- _GIVEN REQUEST_:
Reproduce every line of the records below without changes, but leave out the pictures.

- _DATA SHOWN_:
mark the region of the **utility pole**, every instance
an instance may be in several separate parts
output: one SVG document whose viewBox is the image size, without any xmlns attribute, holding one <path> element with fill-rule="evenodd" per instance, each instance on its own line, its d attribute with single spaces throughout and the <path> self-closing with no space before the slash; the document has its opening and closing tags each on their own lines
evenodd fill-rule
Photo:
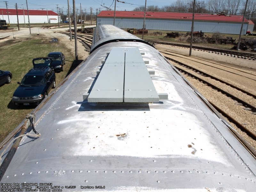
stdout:
<svg viewBox="0 0 256 192">
<path fill-rule="evenodd" d="M 71 21 L 70 20 L 70 13 L 69 12 L 69 0 L 68 0 L 68 24 L 69 26 L 70 41 L 72 41 L 72 35 L 71 34 Z"/>
<path fill-rule="evenodd" d="M 76 3 L 75 0 L 73 0 L 73 14 L 74 17 L 74 30 L 75 31 L 75 52 L 76 55 L 76 60 L 78 60 L 77 55 L 77 37 L 76 33 Z"/>
<path fill-rule="evenodd" d="M 29 26 L 29 32 L 31 35 L 31 29 L 30 28 L 30 22 L 29 22 L 29 14 L 28 13 L 28 0 L 26 0 L 26 3 L 27 4 L 27 10 L 28 10 L 28 25 Z"/>
<path fill-rule="evenodd" d="M 192 42 L 193 41 L 193 32 L 194 30 L 194 19 L 195 18 L 195 6 L 196 4 L 196 0 L 194 0 L 193 3 L 193 15 L 192 17 L 192 25 L 191 26 L 191 35 L 190 36 L 190 48 L 189 49 L 189 56 L 191 56 L 192 51 Z"/>
<path fill-rule="evenodd" d="M 17 20 L 18 22 L 18 30 L 20 30 L 20 25 L 19 24 L 19 16 L 18 15 L 18 7 L 17 6 L 17 3 L 16 3 L 16 12 L 17 12 Z"/>
<path fill-rule="evenodd" d="M 143 20 L 143 28 L 142 29 L 142 39 L 144 38 L 144 29 L 145 28 L 145 20 L 146 20 L 146 8 L 147 0 L 145 0 L 145 8 L 144 9 L 144 19 Z"/>
<path fill-rule="evenodd" d="M 113 25 L 115 26 L 115 21 L 116 20 L 116 0 L 115 0 L 115 10 L 114 11 L 114 22 Z"/>
<path fill-rule="evenodd" d="M 58 26 L 59 26 L 59 28 L 60 28 L 60 20 L 59 19 L 59 7 L 58 7 L 58 4 L 56 5 L 57 5 L 57 14 L 58 15 Z"/>
<path fill-rule="evenodd" d="M 84 9 L 84 15 L 85 15 L 85 22 L 86 22 L 86 9 Z"/>
<path fill-rule="evenodd" d="M 96 26 L 97 26 L 97 16 L 98 15 L 98 9 L 96 9 Z"/>
<path fill-rule="evenodd" d="M 48 9 L 46 10 L 47 12 L 47 23 L 48 23 L 48 27 L 49 27 L 49 18 L 48 18 Z"/>
<path fill-rule="evenodd" d="M 25 11 L 24 11 L 24 7 L 23 7 L 23 16 L 24 17 L 24 25 L 25 25 L 25 28 L 26 28 L 26 22 L 25 21 Z"/>
<path fill-rule="evenodd" d="M 238 39 L 238 42 L 237 42 L 237 46 L 236 47 L 236 50 L 239 50 L 239 46 L 240 45 L 240 41 L 241 40 L 241 35 L 243 31 L 243 27 L 244 25 L 244 18 L 245 17 L 245 12 L 246 12 L 246 9 L 247 8 L 247 3 L 248 3 L 248 0 L 246 0 L 246 3 L 245 3 L 245 7 L 244 8 L 244 16 L 243 17 L 243 21 L 242 23 L 241 24 L 241 29 L 240 30 L 240 34 L 239 35 L 239 38 Z"/>
<path fill-rule="evenodd" d="M 91 7 L 91 25 L 92 25 L 92 7 Z"/>
<path fill-rule="evenodd" d="M 81 3 L 80 3 L 80 12 L 81 14 L 81 32 L 82 32 L 83 28 L 83 22 L 82 22 L 82 8 L 81 6 Z"/>
<path fill-rule="evenodd" d="M 7 10 L 7 15 L 8 15 L 8 21 L 9 21 L 9 24 L 10 24 L 10 20 L 9 19 L 9 12 L 8 11 L 8 7 L 7 7 L 7 2 L 8 2 L 4 1 L 4 2 L 5 2 L 5 4 L 6 4 L 6 9 Z M 3 19 L 4 19 L 3 18 Z"/>
</svg>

- _SOLUTION_:
mark the region of the **utility pole**, every instance
an instance may be in several separate parts
output: one SVG document whose viewBox is the image size, without any xmlns attribute, holding one <path> element with fill-rule="evenodd" per instance, each instance on its own line, its d attribute with single spaces throughout and the <path> self-closing with no space before the slash; the document has its opening and closing tags each on their own lines
evenodd fill-rule
Photo:
stdout:
<svg viewBox="0 0 256 192">
<path fill-rule="evenodd" d="M 71 21 L 70 20 L 70 13 L 69 12 L 69 0 L 68 0 L 68 24 L 69 26 L 70 41 L 72 41 L 72 35 L 71 34 Z"/>
<path fill-rule="evenodd" d="M 76 3 L 75 0 L 73 0 L 73 14 L 74 17 L 74 30 L 75 31 L 75 52 L 76 55 L 76 60 L 78 60 L 77 55 L 77 37 L 76 33 Z"/>
<path fill-rule="evenodd" d="M 29 26 L 29 32 L 31 35 L 31 29 L 30 28 L 30 22 L 29 22 L 29 14 L 28 13 L 28 0 L 26 0 L 26 3 L 27 4 L 27 10 L 28 10 L 28 25 Z"/>
<path fill-rule="evenodd" d="M 192 42 L 193 41 L 193 32 L 194 30 L 194 19 L 195 18 L 195 6 L 196 4 L 196 0 L 194 0 L 193 3 L 193 15 L 192 17 L 192 25 L 191 26 L 191 35 L 190 36 L 190 48 L 189 49 L 189 56 L 191 56 L 192 51 Z"/>
<path fill-rule="evenodd" d="M 17 20 L 18 22 L 18 30 L 20 30 L 20 25 L 19 24 L 19 16 L 18 15 L 18 7 L 17 6 L 17 3 L 16 3 L 16 12 L 17 12 Z"/>
<path fill-rule="evenodd" d="M 143 20 L 143 28 L 142 29 L 142 39 L 144 38 L 144 29 L 145 28 L 145 20 L 146 20 L 146 8 L 147 0 L 145 0 L 145 8 L 144 9 L 144 19 Z"/>
<path fill-rule="evenodd" d="M 113 25 L 115 26 L 115 21 L 116 20 L 116 0 L 115 0 L 115 10 L 114 11 L 114 22 Z"/>
<path fill-rule="evenodd" d="M 58 26 L 59 26 L 59 28 L 60 28 L 60 20 L 59 19 L 59 7 L 58 7 L 58 4 L 56 5 L 57 5 L 57 14 L 58 15 Z"/>
<path fill-rule="evenodd" d="M 84 9 L 84 15 L 85 15 L 85 22 L 86 22 L 86 9 Z"/>
<path fill-rule="evenodd" d="M 96 26 L 97 26 L 97 16 L 98 15 L 98 9 L 96 9 Z"/>
<path fill-rule="evenodd" d="M 48 9 L 46 10 L 47 12 L 47 23 L 48 23 L 48 27 L 49 27 L 49 18 L 48 18 Z"/>
<path fill-rule="evenodd" d="M 25 11 L 24 11 L 24 7 L 23 7 L 23 16 L 24 17 L 24 25 L 25 25 L 25 28 L 26 28 L 26 22 L 25 21 Z"/>
<path fill-rule="evenodd" d="M 238 39 L 238 42 L 237 42 L 237 46 L 236 47 L 236 50 L 239 50 L 239 46 L 240 45 L 240 41 L 241 40 L 241 35 L 243 31 L 243 27 L 244 25 L 244 18 L 245 17 L 245 12 L 246 12 L 246 9 L 247 8 L 247 3 L 248 3 L 248 0 L 246 0 L 246 3 L 245 3 L 245 7 L 244 8 L 244 16 L 243 17 L 243 21 L 242 23 L 241 24 L 241 29 L 240 30 L 240 34 L 239 35 L 239 38 Z"/>
<path fill-rule="evenodd" d="M 91 7 L 91 25 L 92 25 L 92 7 Z"/>
<path fill-rule="evenodd" d="M 81 3 L 80 3 L 80 12 L 81 14 L 81 32 L 82 32 L 83 28 L 83 22 L 82 22 L 82 8 L 81 6 Z"/>
<path fill-rule="evenodd" d="M 7 10 L 7 15 L 8 15 L 8 21 L 9 21 L 9 24 L 10 24 L 10 20 L 9 19 L 9 12 L 8 11 L 8 7 L 7 7 L 7 2 L 8 2 L 4 1 L 4 2 L 5 2 L 5 4 L 6 4 L 6 9 Z M 3 19 L 4 19 L 3 18 Z"/>
</svg>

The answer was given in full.